:: FRAGMENTO DEL DOCUMENTO

Este no es un libro sobre la ciencia del calentamiento, sino sobre lo que este implica para el modo en que vivimos en este planeta. Pero ¿qué dice la ciencia? Se trata de una investigación complicada, porque se erige sobre dos capas de incertidumbre: qué harán los humanos, sobre todo en cuanto a la emisión de gases de efecto invernadero, y cómo responderá el clima, tanto directamente en forma de calentamiento como a través de toda una variedad de procesos de realimentación más complejos, y en ocasiones contradictorios. Pero, aun empañada por ese nivel de incertidumbre, es una investigación muy clara; aterradoramente clara, de hecho. El Grupo Intergubernamental de Expertos sobre el Cambio Climático de Naciones Unidas (IPCC, por sus siglas en inglés) ofrece los análisis de referencia sobre el estado del planeta y la trayectoria más probable del cambio climático (de referencia, en parte, porque son unos análisis conservadores, que incorporan solo los nuevos resultados que superan el listón de la indiscutibilidad). Se espera que publique un nuevo informe para 2022, pero el más reciente afirma que si actuamos sobre las emisiones pronto, poniendo en práctica de inmediato todos los compromisos que se asumieron en los acuerdos de París, pero que aún distan mucho de haberse implementado en ningún país, lo más probable es que alcancemos en torno a los 3,2 grados de calentamiento,[29] unas tres veces más que todo el que ha experimentado el planeta desde los inicios de la industrialización, lo cual no solo introduciría el inimaginable colapso de las plataformas de hielo en el ámbito de lo posible, sino que lo traería al presente.[30] Esto provocaría la inundación de Miami y Dhaka, pero también de Shangai, Hong Kong y otras cien ciudades de todo el mundo.[31] Se dice que el punto de inflexión para dicho colapso se sitúa en torno a los dos grados; según varios estudios recientes, incluso el rápido cese de las emisiones de CO2 podría llevarnos a un calentamiento de esa magnitud para finales de siglo.[32]
Pero los estragos del cambio climático no acaban en 2100 solo por el mero hecho de que la mayoría de los modelos, por convención, no vayan más allá de esa fecha. Este es el motivo por el que algunos de los estudiosos del calentamiento global se refieren a lo cien años que tenemos por delante como «el siglo infernal».[33] El cambio climático es rápido, mucho más rápido de lo que, al parecer, somos capaces de reconocer y admitir; pero también es largo, casi más largo de lo que podemos imaginar realmente.

::::
:: DATOS MOSTRADOS

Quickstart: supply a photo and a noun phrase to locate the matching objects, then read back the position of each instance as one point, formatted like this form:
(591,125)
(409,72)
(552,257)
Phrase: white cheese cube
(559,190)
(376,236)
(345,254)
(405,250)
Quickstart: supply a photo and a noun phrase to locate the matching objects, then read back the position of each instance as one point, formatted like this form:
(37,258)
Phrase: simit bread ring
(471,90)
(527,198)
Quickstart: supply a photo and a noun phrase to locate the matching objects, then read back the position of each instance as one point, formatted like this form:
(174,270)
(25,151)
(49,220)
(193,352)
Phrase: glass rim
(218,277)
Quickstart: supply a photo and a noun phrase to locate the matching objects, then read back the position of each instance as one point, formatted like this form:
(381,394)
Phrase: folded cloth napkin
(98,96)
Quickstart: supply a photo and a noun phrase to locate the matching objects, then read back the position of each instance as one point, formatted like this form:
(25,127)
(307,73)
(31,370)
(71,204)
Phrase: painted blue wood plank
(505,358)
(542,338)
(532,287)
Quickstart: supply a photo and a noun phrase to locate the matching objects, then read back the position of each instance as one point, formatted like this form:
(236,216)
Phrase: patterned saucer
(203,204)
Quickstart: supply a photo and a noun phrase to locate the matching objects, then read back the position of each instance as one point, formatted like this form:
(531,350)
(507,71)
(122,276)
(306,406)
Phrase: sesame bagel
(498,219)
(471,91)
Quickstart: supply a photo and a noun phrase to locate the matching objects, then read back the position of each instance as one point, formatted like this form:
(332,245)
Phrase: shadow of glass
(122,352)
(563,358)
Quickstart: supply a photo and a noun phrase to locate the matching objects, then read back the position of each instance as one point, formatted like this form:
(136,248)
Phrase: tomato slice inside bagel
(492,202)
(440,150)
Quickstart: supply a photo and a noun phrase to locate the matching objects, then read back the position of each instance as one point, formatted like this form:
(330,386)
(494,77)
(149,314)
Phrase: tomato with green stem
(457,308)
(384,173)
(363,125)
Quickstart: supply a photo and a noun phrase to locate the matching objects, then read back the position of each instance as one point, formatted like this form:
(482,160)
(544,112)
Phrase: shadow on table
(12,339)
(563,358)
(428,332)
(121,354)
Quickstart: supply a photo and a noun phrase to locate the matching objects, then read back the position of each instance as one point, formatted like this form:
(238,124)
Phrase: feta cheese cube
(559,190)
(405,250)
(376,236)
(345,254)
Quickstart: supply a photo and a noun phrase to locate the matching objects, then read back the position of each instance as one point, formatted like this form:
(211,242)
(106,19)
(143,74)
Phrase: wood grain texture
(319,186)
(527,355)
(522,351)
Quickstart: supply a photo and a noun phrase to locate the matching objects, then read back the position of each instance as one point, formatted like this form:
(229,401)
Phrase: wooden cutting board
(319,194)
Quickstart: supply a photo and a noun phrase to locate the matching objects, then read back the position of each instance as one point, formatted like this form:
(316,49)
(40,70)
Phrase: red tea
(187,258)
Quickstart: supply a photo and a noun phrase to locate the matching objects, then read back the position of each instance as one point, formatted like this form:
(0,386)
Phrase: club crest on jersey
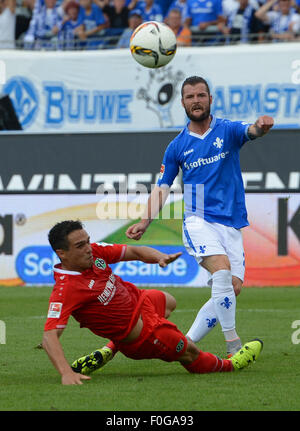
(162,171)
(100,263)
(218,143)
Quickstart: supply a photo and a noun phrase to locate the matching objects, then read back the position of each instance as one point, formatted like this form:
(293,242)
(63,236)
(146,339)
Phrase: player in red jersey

::::
:: DATOS MOSTRADOS

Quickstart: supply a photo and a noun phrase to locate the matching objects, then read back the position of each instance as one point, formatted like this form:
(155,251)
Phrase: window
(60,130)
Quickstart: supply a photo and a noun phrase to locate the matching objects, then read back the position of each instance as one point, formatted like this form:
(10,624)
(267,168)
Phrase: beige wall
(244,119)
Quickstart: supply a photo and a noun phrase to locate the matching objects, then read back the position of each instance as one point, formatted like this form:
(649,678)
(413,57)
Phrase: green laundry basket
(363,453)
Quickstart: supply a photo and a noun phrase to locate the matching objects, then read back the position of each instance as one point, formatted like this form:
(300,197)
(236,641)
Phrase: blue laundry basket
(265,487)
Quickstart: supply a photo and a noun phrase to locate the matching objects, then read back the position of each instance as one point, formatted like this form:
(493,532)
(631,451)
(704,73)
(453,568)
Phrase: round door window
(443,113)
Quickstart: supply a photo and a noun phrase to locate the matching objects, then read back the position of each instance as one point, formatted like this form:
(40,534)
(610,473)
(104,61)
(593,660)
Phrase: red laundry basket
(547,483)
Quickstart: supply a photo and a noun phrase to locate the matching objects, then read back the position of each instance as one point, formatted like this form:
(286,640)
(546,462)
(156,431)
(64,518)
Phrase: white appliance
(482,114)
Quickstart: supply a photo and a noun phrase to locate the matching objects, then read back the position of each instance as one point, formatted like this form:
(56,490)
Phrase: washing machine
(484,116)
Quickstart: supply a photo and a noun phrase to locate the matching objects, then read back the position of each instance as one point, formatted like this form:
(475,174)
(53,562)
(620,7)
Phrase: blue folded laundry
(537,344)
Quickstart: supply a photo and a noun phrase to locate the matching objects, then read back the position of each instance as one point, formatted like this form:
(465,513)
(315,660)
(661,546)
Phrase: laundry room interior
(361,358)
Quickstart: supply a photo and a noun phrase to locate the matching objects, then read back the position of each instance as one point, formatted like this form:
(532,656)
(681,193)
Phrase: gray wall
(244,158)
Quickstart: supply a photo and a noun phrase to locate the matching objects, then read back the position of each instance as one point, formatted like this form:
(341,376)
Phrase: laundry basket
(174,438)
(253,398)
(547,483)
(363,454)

::::

INSTRUCCIÓN
Transcribe completo, palabra por palabra, el fragmento sobre el cambio climático.

SOLUCIÓN
Este no es un libro sobre la ciencia del calentamiento, sino sobre lo que este implica para el modo en que vivimos en este planeta. Pero ¿qué dice la ciencia? Se trata de una investigación complicada, porque se erige sobre dos capas de incertidumbre: qué harán los humanos, sobre todo en cuanto a la emisión de gases de efecto invernadero, y cómo responderá el clima, tanto directamente en forma de calentamiento como a través de toda una variedad de procesos de realimentación más complejos, y en ocasiones contradictorios. Pero, aun empañada por ese nivel de incertidumbre, es una investigación muy clara; aterradoramente clara, de hecho. El Grupo Intergubernamental de Expertos sobre el Cambio Climático de Naciones Unidas (IPCC, por sus siglas en inglés) ofrece los análisis de referencia sobre el estado del planeta y la trayectoria más probable del cambio climático (de referencia, en parte, porque son unos análisis conservadores, que incorporan solo los nuevos resultados que superan el listón de la indiscutibilidad). Se espera que publique un nuevo informe para 2022, pero el más reciente afirma que si actuamos sobre las emisiones pronto, poniendo en práctica de inmediato todos los compromisos que se asumieron en los acuerdos de París, pero que aún distan mucho de haberse implementado en ningún país, lo más probable es que alcancemos en torno a los 3,2 grados de calentamiento,[29] unas tres veces más que todo el que ha experimentado el planeta desde los inicios de la industrialización, lo cual no solo introduciría el inimaginable colapso de las plataformas de hielo en el ámbito de lo posible, sino que lo traería al presente.[30] Esto provocaría la inundación de Miami y Dhaka, pero también de Shangai, Hong Kong y otras cien ciudades de todo el mundo.[31] Se dice que el punto de inflexión para dicho colapso se sitúa en torno a los dos grados; según varios estudios recientes, incluso el rápido cese de las emisiones de CO2 podría llevarnos a un calentamiento de esa magnitud para finales de siglo.[32]
Pero los estragos del cambio climático no acaban en 2100 solo por el mero hecho de que la mayoría de los modelos, por convención, no vayan más allá de esa fecha. Este es el motivo por el que algunos de los estudiosos del calentamiento global se refieren a lo cien años que tenemos por delante como «el siglo infernal».[33] El cambio climático es rápido, mucho más rápido de lo que, al parecer, somos capaces de reconocer y admitir; pero también es largo, casi más largo de lo que podemos imaginar realmente.